Tugas Latihan:
1. Menurut teks bacaan, apa saja dari penyampai informasi yang sangat penting untuk diperiksa di era digital?
2. Salin ulang dengan persis bagian teks bacaan yang dibuka dengan kata-kata yang memuat "Di tengah derasnya" dan ditutup dengan "diterapkan secara mutlak.".

Teks Bacaan:
Di tengah derasnya arus informasi itu, muncul satu pertanyaan penting: siapa yang berbicara? dan apa yang dibicarakan? Pertanyaan ini harus didahulukan sebelum menyimpulkan apalagi menyebarkan.

Ada pepatah Arab klasik menyatakan,“Lihatlah apa yang dikatakan, jangan lihat siapa yang mengatakan.”Sebuah pesan yang tampak ideal bahwa kebenaran harus dinilai berdasarkan isi, bukan identitas penyampainya. Namun, dalam konteks era digital, pepatah ini tidak bisa diterapkan secara mutlak.

Di era digital kredibilitas, rekam jejak, dan integritas penyampai informasi justru menjadi hal yang sangat penting untuk diperiksa. Jika tidak, kita akan terjebak dalam ilusi kebenaran yang semu dan dalam tingkat tertentu bisa menyebabkan bencana sosial.

Data yang Diberikan:
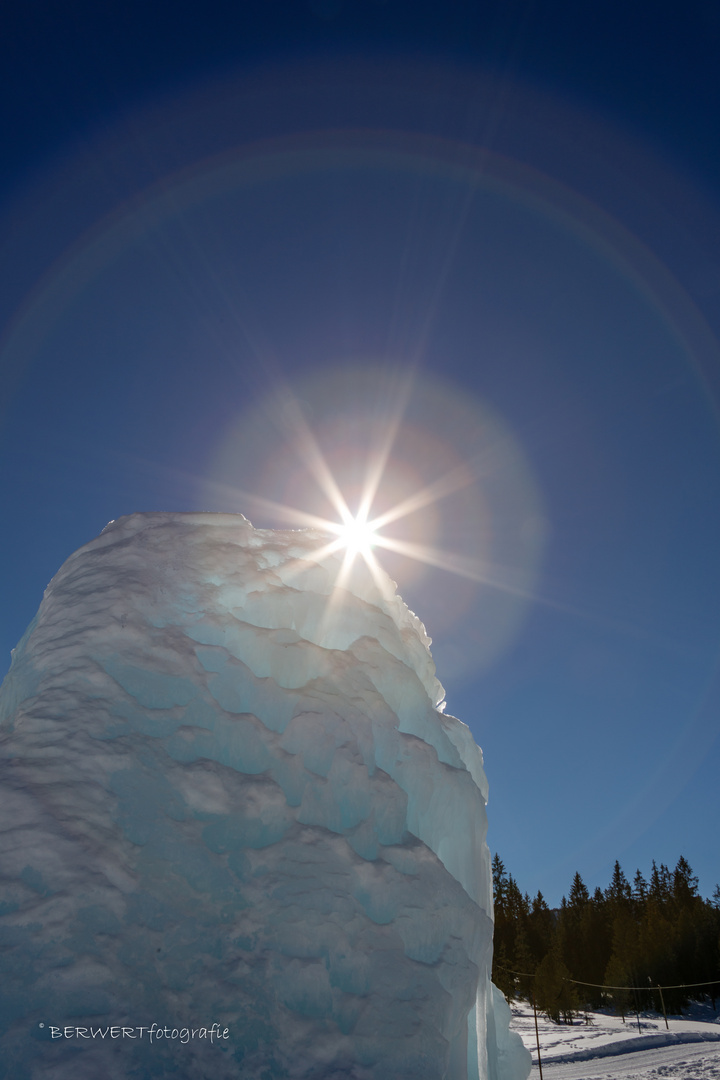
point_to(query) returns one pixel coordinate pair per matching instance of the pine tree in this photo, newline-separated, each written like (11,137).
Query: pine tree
(555,994)
(616,977)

Jawaban Latihan:
1. Kredibilitas, rekam jejak, dan integritas penyampai informasi.

2.
Di tengah derasnya arus informasi itu, muncul satu pertanyaan penting: siapa yang berbicara? dan apa yang dibicarakan? Pertanyaan ini harus didahulukan sebelum menyimpulkan apalagi menyebarkan.

Ada pepatah Arab klasik menyatakan,“Lihatlah apa yang dikatakan, jangan lihat siapa yang mengatakan.”Sebuah pesan yang tampak ideal bahwa kebenaran harus dinilai berdasarkan isi, bukan identitas penyampainya. Namun, dalam konteks era digital, pepatah ini tidak bisa diterapkan secara mutlak.